TASK OBJECTIVE
For the entries that appear below, write out the exact text and omit the pictures.

GIVEN RECORDS
----------

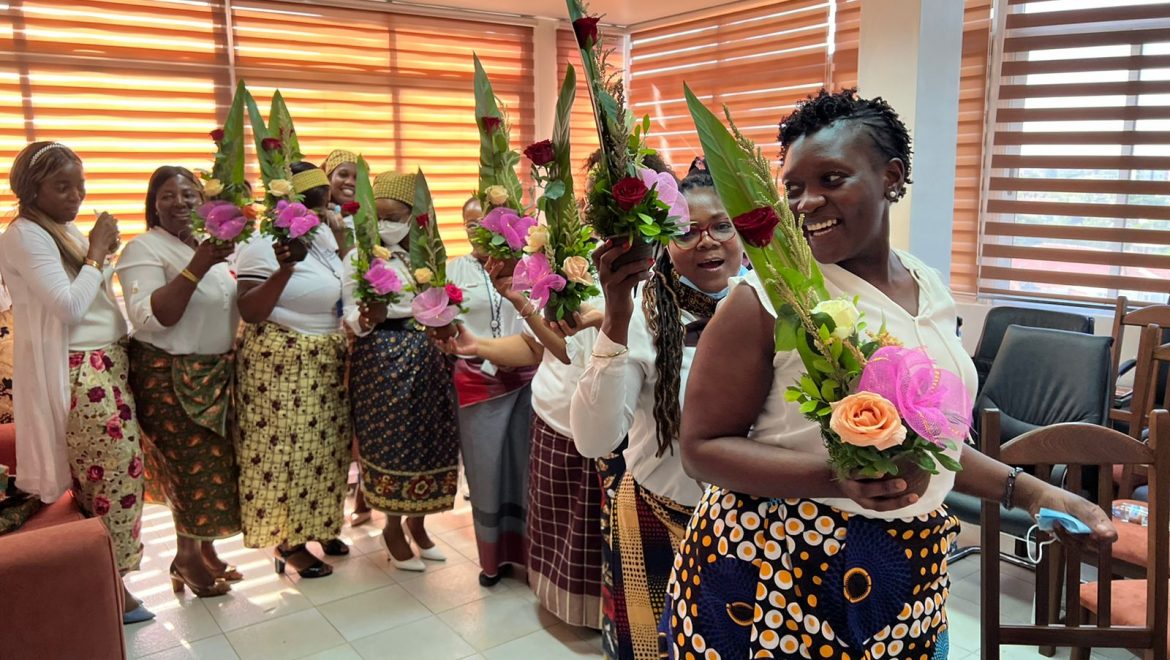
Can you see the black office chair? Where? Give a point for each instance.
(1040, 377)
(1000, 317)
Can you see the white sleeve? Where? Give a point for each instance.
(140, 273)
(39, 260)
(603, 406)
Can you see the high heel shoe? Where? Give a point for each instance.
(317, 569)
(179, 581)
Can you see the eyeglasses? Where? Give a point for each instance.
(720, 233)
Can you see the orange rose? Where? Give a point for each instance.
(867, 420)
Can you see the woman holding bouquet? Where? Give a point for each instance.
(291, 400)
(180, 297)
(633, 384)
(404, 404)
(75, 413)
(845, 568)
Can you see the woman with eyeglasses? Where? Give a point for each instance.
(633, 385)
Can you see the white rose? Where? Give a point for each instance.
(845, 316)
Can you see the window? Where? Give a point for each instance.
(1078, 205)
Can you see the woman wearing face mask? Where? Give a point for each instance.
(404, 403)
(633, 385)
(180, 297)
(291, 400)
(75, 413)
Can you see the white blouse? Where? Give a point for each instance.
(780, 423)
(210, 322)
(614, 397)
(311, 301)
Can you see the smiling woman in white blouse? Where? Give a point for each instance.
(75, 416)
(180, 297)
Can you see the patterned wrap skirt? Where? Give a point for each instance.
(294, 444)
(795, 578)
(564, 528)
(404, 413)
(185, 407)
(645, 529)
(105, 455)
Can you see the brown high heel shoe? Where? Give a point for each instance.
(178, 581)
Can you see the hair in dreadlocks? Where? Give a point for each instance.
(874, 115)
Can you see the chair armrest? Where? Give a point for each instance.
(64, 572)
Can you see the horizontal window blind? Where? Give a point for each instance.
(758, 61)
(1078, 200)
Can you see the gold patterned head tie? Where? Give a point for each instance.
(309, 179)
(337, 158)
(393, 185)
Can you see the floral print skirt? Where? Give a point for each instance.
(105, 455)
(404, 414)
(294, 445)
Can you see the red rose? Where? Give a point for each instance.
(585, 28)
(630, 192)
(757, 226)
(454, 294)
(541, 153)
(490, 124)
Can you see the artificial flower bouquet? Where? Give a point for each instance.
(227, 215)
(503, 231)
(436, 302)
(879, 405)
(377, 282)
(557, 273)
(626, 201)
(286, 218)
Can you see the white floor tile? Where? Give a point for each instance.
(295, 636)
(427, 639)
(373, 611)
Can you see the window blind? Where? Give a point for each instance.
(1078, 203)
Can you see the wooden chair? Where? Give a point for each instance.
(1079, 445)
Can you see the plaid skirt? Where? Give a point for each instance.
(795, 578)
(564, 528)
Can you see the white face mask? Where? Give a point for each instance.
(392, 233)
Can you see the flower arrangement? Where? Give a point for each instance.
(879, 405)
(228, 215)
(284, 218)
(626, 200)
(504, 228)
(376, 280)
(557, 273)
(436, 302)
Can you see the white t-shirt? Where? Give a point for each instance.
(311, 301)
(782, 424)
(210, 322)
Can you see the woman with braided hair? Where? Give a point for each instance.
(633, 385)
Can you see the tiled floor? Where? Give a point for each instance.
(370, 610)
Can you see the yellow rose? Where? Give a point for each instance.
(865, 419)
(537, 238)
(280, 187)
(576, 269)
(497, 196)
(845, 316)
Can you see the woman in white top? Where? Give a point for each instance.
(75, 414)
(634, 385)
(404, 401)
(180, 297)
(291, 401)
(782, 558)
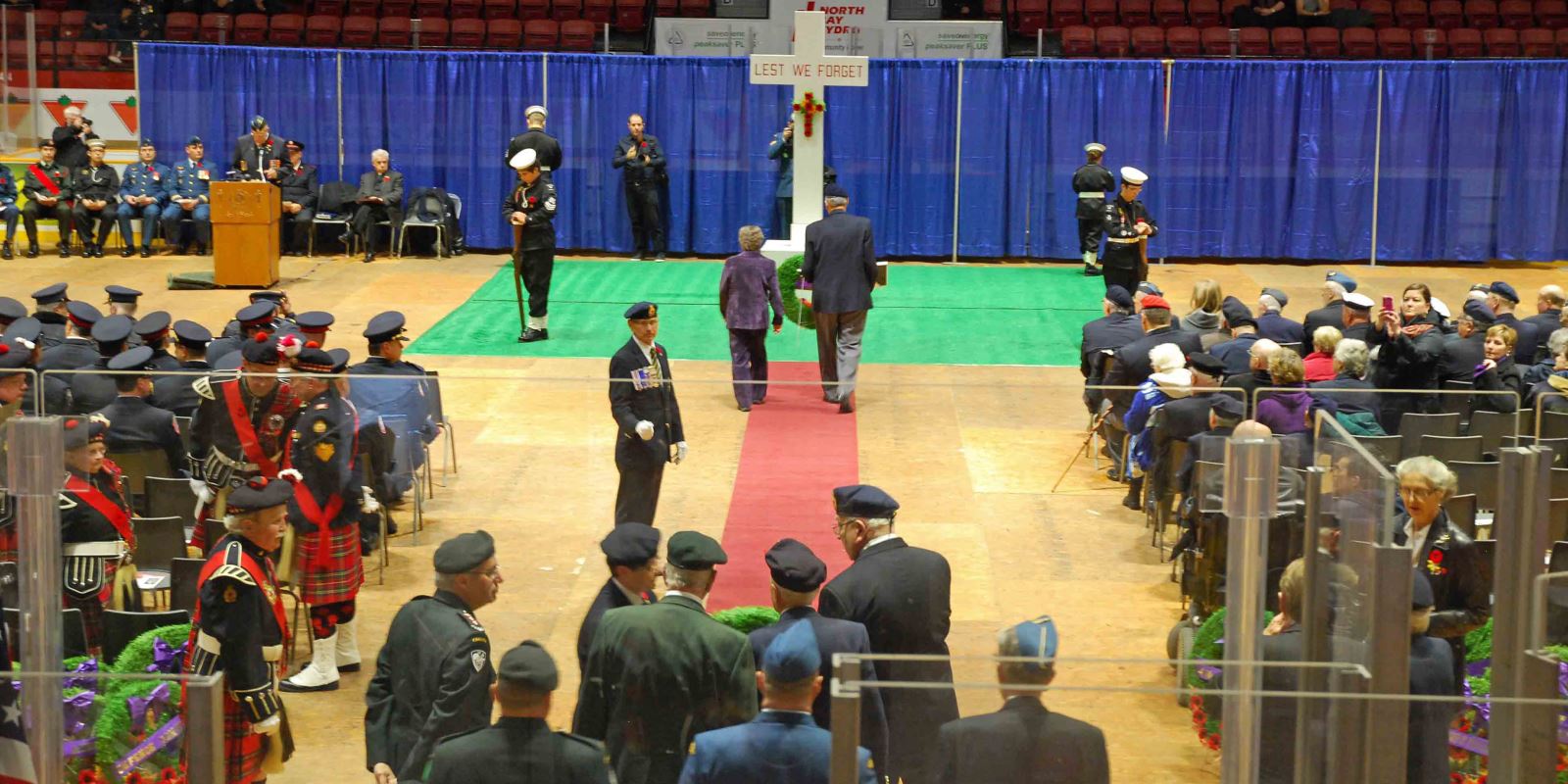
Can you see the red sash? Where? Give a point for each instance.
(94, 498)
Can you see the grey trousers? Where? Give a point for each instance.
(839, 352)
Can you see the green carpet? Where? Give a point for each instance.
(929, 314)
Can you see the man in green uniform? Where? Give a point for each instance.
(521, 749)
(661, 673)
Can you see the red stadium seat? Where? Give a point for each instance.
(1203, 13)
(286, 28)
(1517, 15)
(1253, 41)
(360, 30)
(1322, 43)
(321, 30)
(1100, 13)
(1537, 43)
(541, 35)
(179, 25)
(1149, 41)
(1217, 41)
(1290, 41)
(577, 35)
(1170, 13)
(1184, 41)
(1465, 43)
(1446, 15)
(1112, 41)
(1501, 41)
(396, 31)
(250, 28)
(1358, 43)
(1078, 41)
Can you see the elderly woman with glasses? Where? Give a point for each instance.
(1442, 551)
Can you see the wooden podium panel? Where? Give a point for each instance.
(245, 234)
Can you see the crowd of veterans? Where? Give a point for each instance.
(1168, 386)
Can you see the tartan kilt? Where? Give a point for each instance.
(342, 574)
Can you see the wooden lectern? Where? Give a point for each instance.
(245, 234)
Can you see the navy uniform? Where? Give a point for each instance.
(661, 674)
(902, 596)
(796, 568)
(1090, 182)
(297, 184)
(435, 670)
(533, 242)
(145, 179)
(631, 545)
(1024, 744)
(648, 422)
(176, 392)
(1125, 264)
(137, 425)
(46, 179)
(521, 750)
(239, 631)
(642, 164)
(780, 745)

----------

SOLUTION
Can you see the black office chair? Where? Give a point for each instance.
(1040, 377)
(1000, 317)
Can you see the white sleeve? Where? Give a point for each instance.
(140, 273)
(39, 260)
(603, 406)
Can you see the high heel shoe? Where? Give a point for each instance.
(317, 569)
(179, 581)
Can you see the eyeglasses? Where? Give a point for each instance.
(720, 233)
Can you see the orange rose? Where? Give a point for each instance.
(867, 420)
Can you see the woman holding bouquet? Where? Give a point for each instance.
(291, 400)
(180, 297)
(633, 384)
(404, 404)
(75, 413)
(845, 568)
Can you see the woman with eyeglasses? Where? Give a point for each instance.
(633, 385)
Can you see the white rose? Where? Give a point for each instance.
(845, 316)
Can you see the window? Where? Give a point for each instance.
(1078, 205)
Can you see the woman wearing face mask? Where? Give a point for each instance.
(404, 403)
(633, 385)
(180, 297)
(291, 400)
(75, 413)
Can you see the white blouse? Where? Give a point for each instance.
(780, 423)
(210, 322)
(614, 397)
(311, 301)
Can you see the smiling woman in white blouse? Where? Give a point for each instance.
(75, 416)
(180, 297)
Can you see the patterned wrap skirt? Where? Give a point for each instance.
(294, 444)
(795, 578)
(564, 528)
(404, 413)
(185, 407)
(645, 529)
(105, 455)
Can you see the brown high heel shoe? Where? Give a point for each instance.
(178, 581)
Can you see the hair in dreadlocks? Where? Give a point for each instance.
(874, 115)
Can you see the chair armrest? Where? Give a point for each instance.
(64, 572)
Can you see the horizontal window blind? Where? Give a point for each instance.
(758, 61)
(1078, 200)
Can you see the gold patterned head tie? Where? Give a point for each instance.
(309, 179)
(337, 158)
(393, 185)
Can you see the floral print skirt? Where? Give a point for each instance.
(105, 455)
(404, 414)
(294, 445)
Can you see the red rose? Where? Give a point for each instance.
(585, 28)
(630, 192)
(757, 226)
(454, 294)
(541, 153)
(490, 124)
Can you see the artificial flower bouquet? Where? Give a point for each instance.
(227, 215)
(503, 231)
(436, 302)
(879, 405)
(377, 282)
(557, 273)
(626, 201)
(286, 218)
Can you see the white floor tile? Where? Give a point for each instance.
(295, 636)
(427, 639)
(373, 611)
Can you see the window blind? Where? Give a point for each instance.
(1078, 203)
Can you see the wooden chair? Where? Give a point for each instance.
(1079, 445)
Can you see the plaid skirt? Where? Give a point for each instance.
(795, 578)
(564, 528)
Can you see the white face mask? Where? Give a point for each instance.
(392, 233)
Can you see the flower arrangement? Where? Give a point for each instance.
(879, 405)
(228, 215)
(284, 218)
(626, 200)
(504, 228)
(376, 280)
(557, 273)
(436, 302)
Can you see the white t-shirt? Where? Give a point for each instance.
(311, 301)
(782, 424)
(210, 322)
Can you see the woman with braided hair? Where? Give a point for each instance.
(633, 385)
Can you see the tiled floor? Where? Give a point for each instance.
(370, 610)
Can you see the yellow rose? Where? Give a point for each instance.
(865, 419)
(537, 238)
(280, 187)
(576, 269)
(497, 196)
(845, 316)
Can you see the woman in white top? Where? Give a point for each instance.
(75, 414)
(634, 385)
(404, 401)
(180, 297)
(291, 401)
(782, 558)
Can you see the red sash? Where? Give a point for each instance.
(94, 498)
Can you see the grey trousers? Where? Give a point for each instance.
(839, 352)
Can you see the green carpet? Where? Give a point for each instance.
(929, 314)
Can you see the man in green uniform? Where? Give a point for each instance.
(521, 749)
(661, 673)
Can you see the red stadium seat? Where? Give a point for each instance.
(1203, 13)
(286, 28)
(1517, 15)
(1253, 41)
(360, 30)
(1322, 43)
(321, 30)
(1100, 13)
(1537, 43)
(541, 35)
(179, 25)
(1149, 41)
(1217, 41)
(1290, 41)
(577, 35)
(1170, 13)
(1184, 41)
(1465, 43)
(1446, 15)
(1112, 41)
(1501, 41)
(396, 31)
(250, 28)
(1358, 43)
(1078, 41)
Can you see the elderly woman with glasses? Where? Give a point for each instance.
(1442, 551)
Can you see the wooden podium panel? Where? Give a point for each instance.
(245, 234)
Can you see the crowd of veterans? Where? Give a point for each instance.
(1168, 386)
Can you see the tartan kilt? Where? Give a point for each instance.
(342, 574)
Can you see the wooden lectern? Where? Give a point for each instance.
(245, 234)
Can you see the navy uniform? Where? Give a point for each instance.
(661, 674)
(902, 596)
(796, 568)
(1090, 182)
(297, 184)
(435, 670)
(533, 242)
(145, 179)
(631, 545)
(1024, 744)
(648, 422)
(176, 392)
(1125, 264)
(137, 425)
(46, 179)
(521, 750)
(239, 631)
(642, 164)
(780, 745)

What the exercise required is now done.